# SOURCE DATA
· · · ·

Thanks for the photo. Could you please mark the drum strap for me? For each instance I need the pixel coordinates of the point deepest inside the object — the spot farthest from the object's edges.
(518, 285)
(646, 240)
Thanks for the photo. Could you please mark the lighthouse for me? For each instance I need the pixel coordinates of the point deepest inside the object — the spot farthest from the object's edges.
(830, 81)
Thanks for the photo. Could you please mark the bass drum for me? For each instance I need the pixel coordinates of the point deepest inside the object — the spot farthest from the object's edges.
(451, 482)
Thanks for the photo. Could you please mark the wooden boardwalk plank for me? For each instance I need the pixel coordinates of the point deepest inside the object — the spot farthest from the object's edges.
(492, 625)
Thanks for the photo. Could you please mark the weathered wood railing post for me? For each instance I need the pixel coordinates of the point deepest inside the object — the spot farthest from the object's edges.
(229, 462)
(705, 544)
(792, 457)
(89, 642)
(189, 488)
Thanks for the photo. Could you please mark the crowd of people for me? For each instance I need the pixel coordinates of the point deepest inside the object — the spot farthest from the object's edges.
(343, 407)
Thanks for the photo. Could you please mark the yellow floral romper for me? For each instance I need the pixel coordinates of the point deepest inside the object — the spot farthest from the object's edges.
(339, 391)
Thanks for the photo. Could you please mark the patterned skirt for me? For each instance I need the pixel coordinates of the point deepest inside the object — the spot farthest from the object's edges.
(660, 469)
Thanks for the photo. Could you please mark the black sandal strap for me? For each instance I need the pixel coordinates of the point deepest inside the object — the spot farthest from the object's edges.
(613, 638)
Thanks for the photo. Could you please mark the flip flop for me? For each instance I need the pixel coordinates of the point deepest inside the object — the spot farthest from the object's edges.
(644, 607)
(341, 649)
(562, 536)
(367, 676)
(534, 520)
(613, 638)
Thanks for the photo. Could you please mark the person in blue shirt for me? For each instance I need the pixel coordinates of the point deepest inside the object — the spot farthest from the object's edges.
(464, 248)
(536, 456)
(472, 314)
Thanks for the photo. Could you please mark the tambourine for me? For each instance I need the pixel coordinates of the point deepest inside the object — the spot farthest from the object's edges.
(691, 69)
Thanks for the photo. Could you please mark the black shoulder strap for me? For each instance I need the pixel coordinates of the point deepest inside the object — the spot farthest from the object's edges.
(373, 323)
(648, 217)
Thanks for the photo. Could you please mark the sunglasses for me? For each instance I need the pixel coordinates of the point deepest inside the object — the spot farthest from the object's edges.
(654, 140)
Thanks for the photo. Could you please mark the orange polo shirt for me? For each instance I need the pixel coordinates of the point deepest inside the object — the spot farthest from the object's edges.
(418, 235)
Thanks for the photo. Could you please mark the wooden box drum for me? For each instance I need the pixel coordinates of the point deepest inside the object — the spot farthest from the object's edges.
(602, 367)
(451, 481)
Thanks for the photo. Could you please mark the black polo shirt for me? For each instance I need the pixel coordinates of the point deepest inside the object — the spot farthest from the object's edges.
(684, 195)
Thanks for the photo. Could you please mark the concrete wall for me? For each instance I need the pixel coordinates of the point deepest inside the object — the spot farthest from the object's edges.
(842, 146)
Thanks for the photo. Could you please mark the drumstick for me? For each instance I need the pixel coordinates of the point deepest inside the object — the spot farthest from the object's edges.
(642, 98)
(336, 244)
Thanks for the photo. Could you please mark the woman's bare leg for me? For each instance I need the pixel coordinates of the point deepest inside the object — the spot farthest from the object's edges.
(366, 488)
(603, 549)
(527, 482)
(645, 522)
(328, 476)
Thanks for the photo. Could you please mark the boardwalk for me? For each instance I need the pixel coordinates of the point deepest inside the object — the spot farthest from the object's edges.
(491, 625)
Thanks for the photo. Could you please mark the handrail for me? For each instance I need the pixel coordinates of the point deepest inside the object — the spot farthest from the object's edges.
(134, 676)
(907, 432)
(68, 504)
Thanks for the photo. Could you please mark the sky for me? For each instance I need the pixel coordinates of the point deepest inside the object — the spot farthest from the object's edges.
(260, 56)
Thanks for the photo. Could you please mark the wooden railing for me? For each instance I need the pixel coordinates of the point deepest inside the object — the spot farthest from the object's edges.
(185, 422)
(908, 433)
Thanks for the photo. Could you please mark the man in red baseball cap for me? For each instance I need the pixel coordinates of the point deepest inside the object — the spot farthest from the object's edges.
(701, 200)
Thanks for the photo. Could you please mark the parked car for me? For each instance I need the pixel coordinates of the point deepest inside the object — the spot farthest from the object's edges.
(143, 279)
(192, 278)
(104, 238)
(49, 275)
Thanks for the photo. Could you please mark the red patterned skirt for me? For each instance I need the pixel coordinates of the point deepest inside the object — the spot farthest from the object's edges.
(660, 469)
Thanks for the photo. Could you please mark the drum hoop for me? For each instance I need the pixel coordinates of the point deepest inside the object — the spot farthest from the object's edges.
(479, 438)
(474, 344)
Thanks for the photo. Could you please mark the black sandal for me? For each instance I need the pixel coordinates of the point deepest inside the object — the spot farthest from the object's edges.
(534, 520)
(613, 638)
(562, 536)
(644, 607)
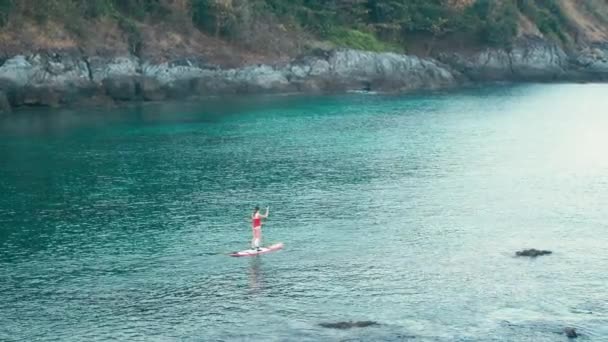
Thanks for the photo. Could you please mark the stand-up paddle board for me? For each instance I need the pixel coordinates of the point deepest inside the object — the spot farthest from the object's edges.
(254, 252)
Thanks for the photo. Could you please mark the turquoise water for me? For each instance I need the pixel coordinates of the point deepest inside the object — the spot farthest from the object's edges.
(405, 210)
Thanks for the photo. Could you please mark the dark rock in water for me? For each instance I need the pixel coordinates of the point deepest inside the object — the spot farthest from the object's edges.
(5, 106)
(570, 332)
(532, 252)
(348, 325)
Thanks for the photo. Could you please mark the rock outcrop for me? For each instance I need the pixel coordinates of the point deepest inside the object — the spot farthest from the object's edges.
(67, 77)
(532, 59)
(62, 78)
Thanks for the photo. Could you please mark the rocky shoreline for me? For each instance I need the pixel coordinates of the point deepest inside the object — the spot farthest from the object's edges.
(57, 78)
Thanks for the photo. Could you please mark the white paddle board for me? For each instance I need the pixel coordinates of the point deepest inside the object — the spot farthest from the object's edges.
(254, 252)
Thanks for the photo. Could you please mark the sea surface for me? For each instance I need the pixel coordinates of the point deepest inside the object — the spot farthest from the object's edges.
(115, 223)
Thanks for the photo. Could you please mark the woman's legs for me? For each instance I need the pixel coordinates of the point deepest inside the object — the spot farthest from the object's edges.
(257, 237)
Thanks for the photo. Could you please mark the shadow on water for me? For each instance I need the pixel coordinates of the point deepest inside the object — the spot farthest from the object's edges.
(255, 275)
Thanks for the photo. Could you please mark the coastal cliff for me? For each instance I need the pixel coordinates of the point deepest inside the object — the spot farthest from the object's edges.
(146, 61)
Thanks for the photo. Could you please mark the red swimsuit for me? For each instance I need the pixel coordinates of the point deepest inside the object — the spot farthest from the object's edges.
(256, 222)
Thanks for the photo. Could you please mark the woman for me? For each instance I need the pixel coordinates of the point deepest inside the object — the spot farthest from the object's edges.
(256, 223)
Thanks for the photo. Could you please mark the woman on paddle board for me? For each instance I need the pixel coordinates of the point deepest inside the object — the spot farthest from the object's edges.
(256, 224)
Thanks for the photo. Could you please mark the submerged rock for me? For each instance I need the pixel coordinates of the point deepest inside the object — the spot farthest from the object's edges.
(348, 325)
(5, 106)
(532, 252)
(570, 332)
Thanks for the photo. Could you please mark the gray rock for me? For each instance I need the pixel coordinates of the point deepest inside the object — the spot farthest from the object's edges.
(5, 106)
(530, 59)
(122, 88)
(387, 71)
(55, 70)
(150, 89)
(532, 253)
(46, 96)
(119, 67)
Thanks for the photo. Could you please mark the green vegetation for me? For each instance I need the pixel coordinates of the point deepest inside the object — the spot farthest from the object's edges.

· · · ·

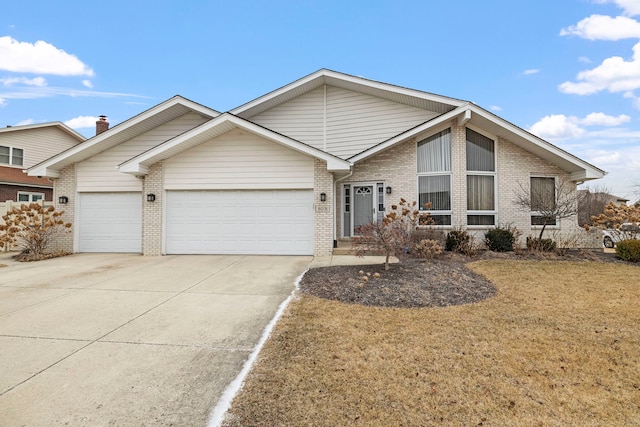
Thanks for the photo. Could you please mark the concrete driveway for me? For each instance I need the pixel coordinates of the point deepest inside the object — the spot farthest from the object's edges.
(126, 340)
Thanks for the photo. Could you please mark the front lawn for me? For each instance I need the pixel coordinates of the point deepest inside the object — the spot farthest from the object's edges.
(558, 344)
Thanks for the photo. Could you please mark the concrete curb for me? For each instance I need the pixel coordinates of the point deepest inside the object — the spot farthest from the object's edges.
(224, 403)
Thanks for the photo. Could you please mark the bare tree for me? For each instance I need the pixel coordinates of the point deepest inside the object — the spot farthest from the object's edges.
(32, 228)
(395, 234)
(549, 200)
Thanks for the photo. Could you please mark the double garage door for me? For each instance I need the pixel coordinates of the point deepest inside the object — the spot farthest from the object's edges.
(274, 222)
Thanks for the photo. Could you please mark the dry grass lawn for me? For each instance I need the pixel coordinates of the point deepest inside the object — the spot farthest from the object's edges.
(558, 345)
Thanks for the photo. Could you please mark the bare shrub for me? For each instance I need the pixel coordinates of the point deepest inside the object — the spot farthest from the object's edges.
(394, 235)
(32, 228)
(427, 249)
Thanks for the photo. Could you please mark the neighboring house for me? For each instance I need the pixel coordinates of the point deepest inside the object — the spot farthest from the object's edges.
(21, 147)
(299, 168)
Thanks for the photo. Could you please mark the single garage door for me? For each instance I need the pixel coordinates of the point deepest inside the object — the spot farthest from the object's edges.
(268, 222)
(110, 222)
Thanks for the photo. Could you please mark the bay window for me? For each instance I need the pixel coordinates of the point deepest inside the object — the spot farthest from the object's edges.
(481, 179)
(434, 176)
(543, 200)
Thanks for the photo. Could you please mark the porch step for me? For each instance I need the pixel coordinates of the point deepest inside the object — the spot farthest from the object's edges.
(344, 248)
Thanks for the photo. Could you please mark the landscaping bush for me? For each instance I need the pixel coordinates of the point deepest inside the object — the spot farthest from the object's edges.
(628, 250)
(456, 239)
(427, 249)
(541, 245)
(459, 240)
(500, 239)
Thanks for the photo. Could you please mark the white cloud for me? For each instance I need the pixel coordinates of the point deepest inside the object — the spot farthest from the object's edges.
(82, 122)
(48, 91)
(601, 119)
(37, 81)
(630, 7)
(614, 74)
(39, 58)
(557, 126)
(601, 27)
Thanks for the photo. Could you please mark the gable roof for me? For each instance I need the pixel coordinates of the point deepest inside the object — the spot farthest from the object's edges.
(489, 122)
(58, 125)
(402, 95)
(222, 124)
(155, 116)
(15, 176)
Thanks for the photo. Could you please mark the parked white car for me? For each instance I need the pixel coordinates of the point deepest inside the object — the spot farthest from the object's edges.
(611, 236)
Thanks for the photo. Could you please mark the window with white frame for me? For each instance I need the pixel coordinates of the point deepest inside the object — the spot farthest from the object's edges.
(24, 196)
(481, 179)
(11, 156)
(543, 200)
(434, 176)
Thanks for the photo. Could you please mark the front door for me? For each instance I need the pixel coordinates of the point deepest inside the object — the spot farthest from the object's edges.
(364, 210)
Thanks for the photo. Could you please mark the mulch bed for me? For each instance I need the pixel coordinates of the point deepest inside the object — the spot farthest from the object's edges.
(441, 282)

· · · ·

# THE TASK
Extract from the listing above the lines between the line containing "Thanks for the photo. Could you please mark the shadow" and the line containing "Thanks for the photo. Could you please mark the green", keeping both of those lines. Output nothing else.

# WRITTEN ANSWER
Thanks for the photo. Could you please mark the shadow on water for me? For each instance I need the pixel coordinates of the point deepest inside the object — the spot farthest from the object's edges.
(255, 275)
Thanks for the photo. Could you please mark the coastal cliff for me? For each instance I need the pixel coordinates of the point deepest inside the object — the spot farthest from the object's edges.
(146, 61)
Thanks for the photo. Could you please mark the red swimsuit for me? For each instance I need the pixel coordinates of the point deepest inside the object — the spot farthest from the object's edges.
(256, 222)
Thanks for the photo. Could you please mark the woman for me? For each instance I need the pixel coordinates of the point deepest inside the object — the spot farthest from the object's edges.
(256, 223)
Thanks for the photo. Could you please mark the woman on paddle board for me? For each instance I need the pixel coordinates of the point deepest inside the object — the spot farthest from the object's edges.
(256, 224)
Thanks for the photo. Could you please mark the submerged rock for me? For each instance I need the pixel coordinates of the point deepest inside the object — the spot farthest from the object's edges.
(348, 325)
(5, 106)
(532, 252)
(570, 332)
Thanks for the photo. Could you please mark the gray rock for me? For each instance I need the pixel coordinates of the point deepest inside the object — the spot farthest from the object's edges.
(5, 106)
(530, 59)
(122, 88)
(387, 71)
(55, 70)
(150, 89)
(532, 253)
(46, 96)
(119, 67)
Thanks for the photo. Could you please mark the green vegetation for me? For each instance I need the pixel coordinates of the point deepest inside the object — the spot farthest from the object's edges.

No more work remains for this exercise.